WORK TASK:
In your reply, reproduce every line of the data without any alteration.

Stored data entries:
○ ○ ○ ○
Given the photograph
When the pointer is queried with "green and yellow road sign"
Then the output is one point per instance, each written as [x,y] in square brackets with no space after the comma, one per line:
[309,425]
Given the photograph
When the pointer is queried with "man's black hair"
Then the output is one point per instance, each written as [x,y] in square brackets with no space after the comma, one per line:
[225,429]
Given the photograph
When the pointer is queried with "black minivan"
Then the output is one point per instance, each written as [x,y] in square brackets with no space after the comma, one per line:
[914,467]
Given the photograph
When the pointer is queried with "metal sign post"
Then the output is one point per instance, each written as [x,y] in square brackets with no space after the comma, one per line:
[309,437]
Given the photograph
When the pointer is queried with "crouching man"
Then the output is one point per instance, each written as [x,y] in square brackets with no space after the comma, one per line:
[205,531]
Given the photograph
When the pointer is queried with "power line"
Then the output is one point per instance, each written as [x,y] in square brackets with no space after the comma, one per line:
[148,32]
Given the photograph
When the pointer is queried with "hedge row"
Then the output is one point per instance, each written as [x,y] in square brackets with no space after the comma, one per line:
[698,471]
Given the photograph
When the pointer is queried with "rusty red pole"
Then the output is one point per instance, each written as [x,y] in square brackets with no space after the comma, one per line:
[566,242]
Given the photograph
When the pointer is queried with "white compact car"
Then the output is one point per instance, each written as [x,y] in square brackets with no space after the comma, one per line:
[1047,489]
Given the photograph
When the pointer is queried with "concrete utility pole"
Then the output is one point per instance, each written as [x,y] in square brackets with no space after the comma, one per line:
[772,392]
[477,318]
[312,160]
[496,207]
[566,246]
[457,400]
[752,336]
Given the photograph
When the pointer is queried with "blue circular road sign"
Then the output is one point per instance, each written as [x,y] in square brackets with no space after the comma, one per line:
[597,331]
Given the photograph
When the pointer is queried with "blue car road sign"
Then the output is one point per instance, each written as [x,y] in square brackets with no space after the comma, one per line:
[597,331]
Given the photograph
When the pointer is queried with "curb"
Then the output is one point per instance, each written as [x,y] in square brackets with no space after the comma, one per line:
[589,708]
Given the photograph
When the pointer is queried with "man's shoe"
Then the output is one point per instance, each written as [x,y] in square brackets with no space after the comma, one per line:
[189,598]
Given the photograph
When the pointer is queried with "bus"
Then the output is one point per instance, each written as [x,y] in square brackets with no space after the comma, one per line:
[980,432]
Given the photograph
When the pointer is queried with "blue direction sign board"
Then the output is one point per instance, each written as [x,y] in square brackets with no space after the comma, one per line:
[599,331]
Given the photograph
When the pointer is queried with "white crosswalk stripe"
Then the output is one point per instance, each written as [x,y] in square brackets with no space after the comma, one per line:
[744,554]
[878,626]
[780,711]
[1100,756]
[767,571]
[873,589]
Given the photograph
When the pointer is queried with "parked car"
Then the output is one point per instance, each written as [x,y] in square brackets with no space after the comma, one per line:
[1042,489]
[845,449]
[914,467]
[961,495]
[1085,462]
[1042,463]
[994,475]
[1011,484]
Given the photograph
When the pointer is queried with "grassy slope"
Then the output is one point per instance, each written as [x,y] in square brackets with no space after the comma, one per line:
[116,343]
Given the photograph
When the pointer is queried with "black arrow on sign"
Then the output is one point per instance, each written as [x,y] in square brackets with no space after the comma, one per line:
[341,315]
○ ○ ○ ○
RESULT:
Given the photograph
When the pointer is queried with "green and yellow road sign"
Then the output is one point per instance, each written as [x,y] in square brackets with no space after the comma, one per line:
[309,425]
Given the photograph
When the pointer is queried with "man's black hair"
Then the output is one point per instance, each written as [x,y] in square brackets with no space after the comma, one per line:
[225,429]
Given the photograph
When the pointer is queried with "black minivan"
Then the output is one point per instance, each written as [x,y] in square brackets with no space after the comma, one per line:
[914,467]
Given the photograph
When the pointer is queried with "metal sign post"
Then the output is one point per instance, each written as [x,y] in square brackets with no space after the comma, one per line:
[309,437]
Given the photograph
When the pointer is queried with "crouching man"
Then the output is one point per instance, each written as [x,y] in square brackets with no space after the comma, one per line:
[205,531]
Given the photograph
When the pointer is queried with "power line"
Then the output is one point per instance, each written as [x,y] in square brackets with no space after the comma, one per line:
[148,32]
Given the photograph
When the pointer is queried with "hedge row"
Then the output is one point per instance, each written as [x,y] in square brackets with no space after the comma, one per line:
[698,471]
Given the photograph
When the pointer is queried with "rusty red pole"
Then the output is one point per instance, each written as [x,y] in square brackets with no space after the comma, one per line:
[566,242]
Given the photograph
When the pointer is queried with "white compact car"
Then the output is one point per instance, each written as [x,y] in square brackets with no space after the comma, one per line:
[1047,489]
Given the photograph
When the pointer is queried with "concrete utility pole"
Then the output is one point per instance, each written as [x,y] in square brackets with no space after the comma, one per line:
[772,392]
[477,318]
[312,160]
[496,207]
[566,246]
[457,400]
[752,336]
Given the photograph
When the pointer is queried with "blue circular road sign"
Then the output is one point per instance, each written as [x,y] in square brackets with no space after the comma, one per line:
[597,331]
Given the photograph
When the pointer is queried with "blue car road sign"
Then the output is one point per instance, each written as [x,y] in square brackets with no space after the comma, one per line:
[597,331]
Given the photograph
When the pointer is queried with "curb"
Then the output is one point per instance, each written as [x,y] in square brackets with no space after the comma, one per line:
[589,708]
Given the photograph
When the pointer is queried with "man's shoe"
Then the output is one point per instance, each written as [x,y] in square brackets with no space after the comma, one per line:
[189,598]
Given the photograph
When the pointer is queried with "bus"
Then the output is one point per instance, each written as [x,y] in square brackets with no space after the comma, one per line:
[980,432]
Given the photograph
When the pointer is queried with "blue direction sign board"
Then the output is one point per instance, each written as [x,y] in square brackets with no space after the comma, one per line:
[599,331]
Given the photograph
When the pointer is queried with "white crosswalk stripe"
Then the output is one point per instance, each written as [x,y] in square brackets with no space after the comma, one per line:
[744,554]
[878,626]
[780,711]
[1100,756]
[767,571]
[873,589]
Given the photograph
When the pointer is queried with "parked car"
Then the output is one point per instance, each written as [x,y] in square brackets with no space after the comma, one per line:
[1042,489]
[845,449]
[914,467]
[961,495]
[1085,462]
[1042,463]
[994,475]
[1011,484]
Given the photograph
When the pointer is queried with "grassy slope"
Then the output is one point per instance, each written as [x,y] in square brackets with no space after the comma, one per line:
[116,343]
Given the photograph
When the pointer is queried with "black arrow on sign"
Then the output is one point per instance, each written as [x,y] in square brackets with no space after the comma, one per line:
[341,315]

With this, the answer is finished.